(Lines from a dataset)
* Begin *

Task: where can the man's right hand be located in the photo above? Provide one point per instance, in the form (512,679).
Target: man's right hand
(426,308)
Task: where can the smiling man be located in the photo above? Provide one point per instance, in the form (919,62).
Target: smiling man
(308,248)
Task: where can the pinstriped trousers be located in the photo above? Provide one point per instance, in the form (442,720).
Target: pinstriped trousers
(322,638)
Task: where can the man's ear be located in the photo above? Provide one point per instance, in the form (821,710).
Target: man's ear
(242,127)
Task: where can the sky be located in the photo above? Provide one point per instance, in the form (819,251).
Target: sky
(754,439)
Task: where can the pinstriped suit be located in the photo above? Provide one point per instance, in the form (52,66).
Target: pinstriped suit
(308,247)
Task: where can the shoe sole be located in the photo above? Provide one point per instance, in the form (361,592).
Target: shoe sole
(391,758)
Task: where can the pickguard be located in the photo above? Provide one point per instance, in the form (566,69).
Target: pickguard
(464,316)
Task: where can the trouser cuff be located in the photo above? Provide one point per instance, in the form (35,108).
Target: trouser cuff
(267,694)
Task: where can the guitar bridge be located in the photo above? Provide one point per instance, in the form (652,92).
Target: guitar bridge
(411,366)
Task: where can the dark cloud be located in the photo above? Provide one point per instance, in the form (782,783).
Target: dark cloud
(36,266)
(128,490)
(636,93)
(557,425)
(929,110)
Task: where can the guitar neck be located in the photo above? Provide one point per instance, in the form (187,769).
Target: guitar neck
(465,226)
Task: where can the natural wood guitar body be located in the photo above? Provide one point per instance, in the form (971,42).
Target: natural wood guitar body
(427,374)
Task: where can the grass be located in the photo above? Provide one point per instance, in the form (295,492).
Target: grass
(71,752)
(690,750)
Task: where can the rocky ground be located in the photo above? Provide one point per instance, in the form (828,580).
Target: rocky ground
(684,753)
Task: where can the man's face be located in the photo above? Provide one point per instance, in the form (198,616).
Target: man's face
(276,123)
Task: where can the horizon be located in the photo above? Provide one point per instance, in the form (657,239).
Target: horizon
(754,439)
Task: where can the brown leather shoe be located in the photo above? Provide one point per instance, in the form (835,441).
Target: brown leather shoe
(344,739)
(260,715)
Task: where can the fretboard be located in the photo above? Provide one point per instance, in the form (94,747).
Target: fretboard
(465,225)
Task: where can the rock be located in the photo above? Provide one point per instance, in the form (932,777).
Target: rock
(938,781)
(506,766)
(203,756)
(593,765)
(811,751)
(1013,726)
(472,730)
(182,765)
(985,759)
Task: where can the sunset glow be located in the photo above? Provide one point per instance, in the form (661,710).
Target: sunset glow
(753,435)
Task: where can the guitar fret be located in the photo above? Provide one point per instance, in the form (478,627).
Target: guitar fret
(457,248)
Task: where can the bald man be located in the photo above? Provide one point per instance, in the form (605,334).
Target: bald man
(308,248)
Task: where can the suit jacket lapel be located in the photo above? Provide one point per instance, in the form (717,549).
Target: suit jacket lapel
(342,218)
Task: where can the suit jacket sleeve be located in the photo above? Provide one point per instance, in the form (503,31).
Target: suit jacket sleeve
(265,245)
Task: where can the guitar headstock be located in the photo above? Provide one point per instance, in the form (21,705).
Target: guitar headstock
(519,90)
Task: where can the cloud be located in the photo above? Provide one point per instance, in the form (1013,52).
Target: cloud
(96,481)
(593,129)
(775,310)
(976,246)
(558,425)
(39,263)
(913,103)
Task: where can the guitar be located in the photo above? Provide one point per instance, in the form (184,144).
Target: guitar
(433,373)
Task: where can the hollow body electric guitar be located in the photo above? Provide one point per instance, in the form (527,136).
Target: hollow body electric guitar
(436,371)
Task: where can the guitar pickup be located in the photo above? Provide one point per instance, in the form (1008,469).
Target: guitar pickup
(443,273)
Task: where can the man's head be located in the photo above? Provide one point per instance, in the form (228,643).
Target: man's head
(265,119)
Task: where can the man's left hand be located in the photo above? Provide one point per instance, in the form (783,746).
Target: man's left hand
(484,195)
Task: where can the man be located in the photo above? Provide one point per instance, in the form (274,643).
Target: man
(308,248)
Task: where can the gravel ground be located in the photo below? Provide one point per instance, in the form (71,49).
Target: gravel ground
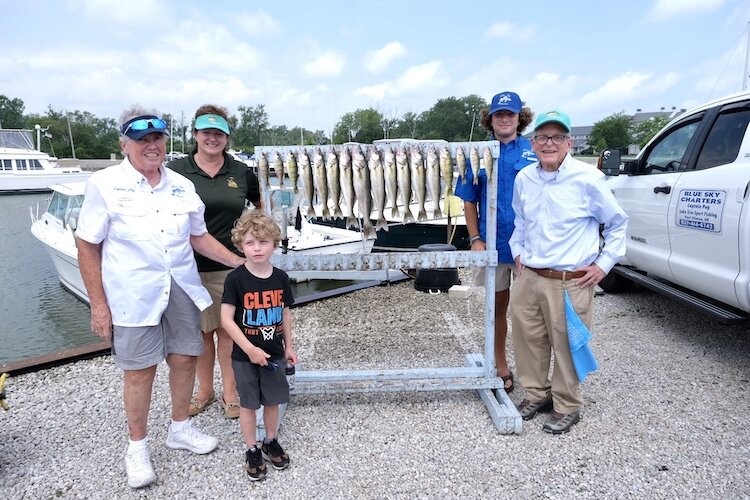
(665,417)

* End *
* Begin *

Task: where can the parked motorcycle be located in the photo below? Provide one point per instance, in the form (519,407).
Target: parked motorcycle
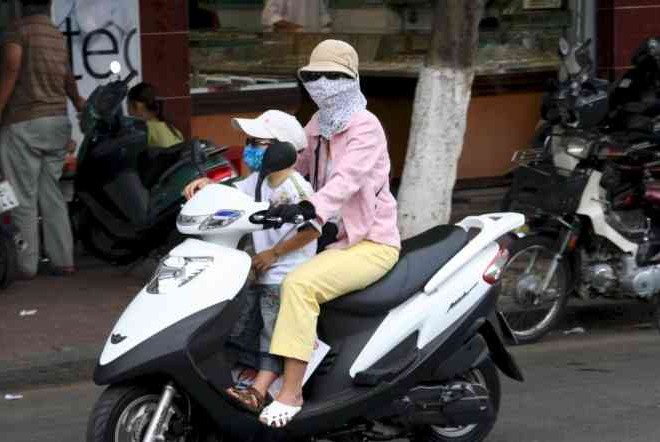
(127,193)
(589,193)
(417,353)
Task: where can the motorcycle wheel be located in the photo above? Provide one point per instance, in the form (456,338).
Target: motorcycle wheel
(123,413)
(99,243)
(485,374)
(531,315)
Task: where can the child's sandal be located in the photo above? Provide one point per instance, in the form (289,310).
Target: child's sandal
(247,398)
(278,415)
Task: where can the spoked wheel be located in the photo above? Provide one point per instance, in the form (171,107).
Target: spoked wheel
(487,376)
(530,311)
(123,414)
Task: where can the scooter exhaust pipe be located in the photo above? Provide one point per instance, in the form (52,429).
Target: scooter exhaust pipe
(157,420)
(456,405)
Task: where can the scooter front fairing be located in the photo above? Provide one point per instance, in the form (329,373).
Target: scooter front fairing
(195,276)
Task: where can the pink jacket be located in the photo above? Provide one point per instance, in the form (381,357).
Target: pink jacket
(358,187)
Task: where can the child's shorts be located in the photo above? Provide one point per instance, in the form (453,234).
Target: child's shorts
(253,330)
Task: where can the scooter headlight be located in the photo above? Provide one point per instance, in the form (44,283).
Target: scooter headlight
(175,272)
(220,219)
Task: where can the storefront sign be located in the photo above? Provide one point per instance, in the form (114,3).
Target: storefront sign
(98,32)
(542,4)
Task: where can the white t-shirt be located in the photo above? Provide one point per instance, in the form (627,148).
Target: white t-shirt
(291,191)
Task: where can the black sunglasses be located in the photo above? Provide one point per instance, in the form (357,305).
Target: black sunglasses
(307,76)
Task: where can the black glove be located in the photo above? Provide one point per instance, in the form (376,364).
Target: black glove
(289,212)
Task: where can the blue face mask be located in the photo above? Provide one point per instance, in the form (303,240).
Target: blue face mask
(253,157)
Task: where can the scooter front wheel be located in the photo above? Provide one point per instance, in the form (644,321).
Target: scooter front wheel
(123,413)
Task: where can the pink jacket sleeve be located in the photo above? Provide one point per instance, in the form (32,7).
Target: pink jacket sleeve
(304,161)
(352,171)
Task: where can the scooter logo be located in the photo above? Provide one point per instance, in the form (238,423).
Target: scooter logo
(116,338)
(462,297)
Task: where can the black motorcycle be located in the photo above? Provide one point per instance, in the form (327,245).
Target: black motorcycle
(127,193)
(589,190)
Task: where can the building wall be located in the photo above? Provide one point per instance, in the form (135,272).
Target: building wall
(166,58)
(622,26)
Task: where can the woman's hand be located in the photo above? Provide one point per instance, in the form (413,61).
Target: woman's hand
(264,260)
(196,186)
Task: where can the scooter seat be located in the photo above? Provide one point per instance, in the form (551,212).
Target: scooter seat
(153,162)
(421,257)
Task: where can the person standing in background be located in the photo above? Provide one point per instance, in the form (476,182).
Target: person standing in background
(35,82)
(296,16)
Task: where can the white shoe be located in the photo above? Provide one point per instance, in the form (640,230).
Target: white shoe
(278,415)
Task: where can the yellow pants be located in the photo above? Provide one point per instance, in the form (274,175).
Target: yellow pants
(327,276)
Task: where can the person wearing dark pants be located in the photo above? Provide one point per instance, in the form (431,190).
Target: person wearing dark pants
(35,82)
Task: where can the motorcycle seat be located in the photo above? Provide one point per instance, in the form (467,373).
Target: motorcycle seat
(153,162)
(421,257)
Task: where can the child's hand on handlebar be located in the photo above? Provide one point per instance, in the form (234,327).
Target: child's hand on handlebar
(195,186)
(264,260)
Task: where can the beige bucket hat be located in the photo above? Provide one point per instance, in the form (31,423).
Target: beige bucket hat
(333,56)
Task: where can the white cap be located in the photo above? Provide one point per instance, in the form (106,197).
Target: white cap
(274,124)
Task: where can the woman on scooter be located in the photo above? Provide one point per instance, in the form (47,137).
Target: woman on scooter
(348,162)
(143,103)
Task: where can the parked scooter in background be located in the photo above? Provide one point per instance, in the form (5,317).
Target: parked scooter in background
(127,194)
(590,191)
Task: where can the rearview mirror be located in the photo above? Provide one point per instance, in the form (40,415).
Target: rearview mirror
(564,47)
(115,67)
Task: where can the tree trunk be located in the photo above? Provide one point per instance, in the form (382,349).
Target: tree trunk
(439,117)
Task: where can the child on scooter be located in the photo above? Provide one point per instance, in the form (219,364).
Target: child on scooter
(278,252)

* End *

## The task
Pick out every line above that contains the string "storefront", matching case exactly, and copy each of those lines.

## Answer to this exercise
Task: where can the storefront sign be located in the photo above? Provide one point per instance, in the form (114,3).
Target: storefront sign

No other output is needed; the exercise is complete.